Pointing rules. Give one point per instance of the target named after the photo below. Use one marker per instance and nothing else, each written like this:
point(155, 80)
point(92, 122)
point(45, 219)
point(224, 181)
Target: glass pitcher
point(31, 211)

*-*-*

**Work to do**
Please quote the full listing above verbatim, every line included.

**Result**
Pointing rules. Give one point per instance of the target named after the photo below. Use one marker per instance and nothing else, each written like this:
point(155, 80)
point(92, 122)
point(45, 219)
point(224, 181)
Target: glass pitcher
point(31, 211)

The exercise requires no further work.